**STATED GOAL**. Could you print all the entries exactly?

-- start of EXERCISE INPUT --

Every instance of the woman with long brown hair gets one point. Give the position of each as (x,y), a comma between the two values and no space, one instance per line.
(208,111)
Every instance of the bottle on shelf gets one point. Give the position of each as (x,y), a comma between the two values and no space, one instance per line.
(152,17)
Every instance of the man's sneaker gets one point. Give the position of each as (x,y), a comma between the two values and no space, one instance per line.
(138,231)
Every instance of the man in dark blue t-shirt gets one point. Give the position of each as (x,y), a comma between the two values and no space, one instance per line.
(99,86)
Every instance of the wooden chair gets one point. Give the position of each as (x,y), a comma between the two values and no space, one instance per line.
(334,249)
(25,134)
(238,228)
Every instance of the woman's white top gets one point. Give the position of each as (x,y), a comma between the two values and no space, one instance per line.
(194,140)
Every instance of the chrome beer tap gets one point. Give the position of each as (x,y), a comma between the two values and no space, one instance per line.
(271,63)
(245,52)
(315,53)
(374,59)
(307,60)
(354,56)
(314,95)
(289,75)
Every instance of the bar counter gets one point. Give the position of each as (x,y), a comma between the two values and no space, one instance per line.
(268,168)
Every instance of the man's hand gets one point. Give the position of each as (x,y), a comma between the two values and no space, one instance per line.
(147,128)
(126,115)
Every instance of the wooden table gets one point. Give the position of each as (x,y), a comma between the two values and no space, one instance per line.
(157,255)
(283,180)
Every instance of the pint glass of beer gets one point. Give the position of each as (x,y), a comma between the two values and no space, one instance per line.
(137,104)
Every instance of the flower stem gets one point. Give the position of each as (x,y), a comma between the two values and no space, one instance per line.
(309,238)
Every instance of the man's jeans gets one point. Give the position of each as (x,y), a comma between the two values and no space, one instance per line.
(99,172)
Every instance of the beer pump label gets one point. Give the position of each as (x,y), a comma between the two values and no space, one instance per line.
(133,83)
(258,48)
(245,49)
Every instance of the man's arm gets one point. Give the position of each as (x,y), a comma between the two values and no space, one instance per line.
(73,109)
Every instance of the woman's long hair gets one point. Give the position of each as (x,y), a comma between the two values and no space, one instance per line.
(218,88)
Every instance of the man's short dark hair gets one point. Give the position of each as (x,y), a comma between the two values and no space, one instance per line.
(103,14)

-- end of EXERCISE INPUT --

**RESULT OF THIS EXERCISE**.
Every instance of the woman with long brown hair gets one point. Give the position of each as (x,y), a comma between the two values and no space, one instance per line.
(208,111)
Every instance of the bottle on shelf gets one point. Give the position of each as (x,y), a comma between the two values and no space, one instance per line.
(152,17)
Every instance of the man's sneaker gets one point. Give the position of each as (x,y), a comma between the two values and no space, one instance per line.
(138,231)
Every instance of the man in dark blue t-shirt gets one point. Give the position of each as (x,y), a comma between the two values and no space, one instance per line.
(99,86)
Every instance of the wooden chair gets one point. Give the position of each as (x,y), a comma between the two values and no space, one instance per line.
(334,249)
(25,134)
(238,228)
Every instance of the woman's white top gets one point. Give the position of each as (x,y), a comma between the two values and no space, one instance per line.
(194,140)
Every instance of the chrome beer tap gets one point. Give the position of each as (x,y), a comma between the two values and no space, one instance per line.
(271,63)
(245,52)
(315,53)
(374,59)
(307,60)
(354,56)
(314,95)
(289,75)
Every instance of the bar counter gets one point. Give the position of each as (x,y), a comma between the two values and no space, one instance per line.
(268,168)
Every instance of the man's hand gets one point. Give the position of each as (x,y), a comma between the two values and no space, one instance per line.
(147,128)
(126,115)
Every instance of the wooden table gets one point. Give the position of each as (x,y), a comma between the two values and no space, one instance per line.
(157,255)
(283,180)
Every instance of the pint glass of beer gets one point. Give the position of each as (x,y), a comma between the two values and no space, one instance per line.
(137,104)
Every instance of the flower stem gets one point. Give the position of each as (x,y), a comma between the two values and no space, one instance per line.
(309,238)
Every instance of the man's jeans gets one point. Give the position of each as (x,y), a comma between the two values and no space, one instance per line.
(99,172)
Every instance of the beer pump label gets one point. Give the position of each as (x,y), a comma between the two values and no space, one instance per line.
(133,83)
(258,48)
(245,49)
Every instance of the man's arm gets one point. Give the position of each as (x,y), a comma between the two values and no space, one instance per line.
(73,109)
Every instance of the woman's long hair gets one point. Give the position of each as (x,y), a comma between the two values and no space, one instance per line.
(218,88)
Every instance of the man's short dark hair gets one point. Give the position of each as (x,y), a comma between the two values and no space, one instance per line.
(103,14)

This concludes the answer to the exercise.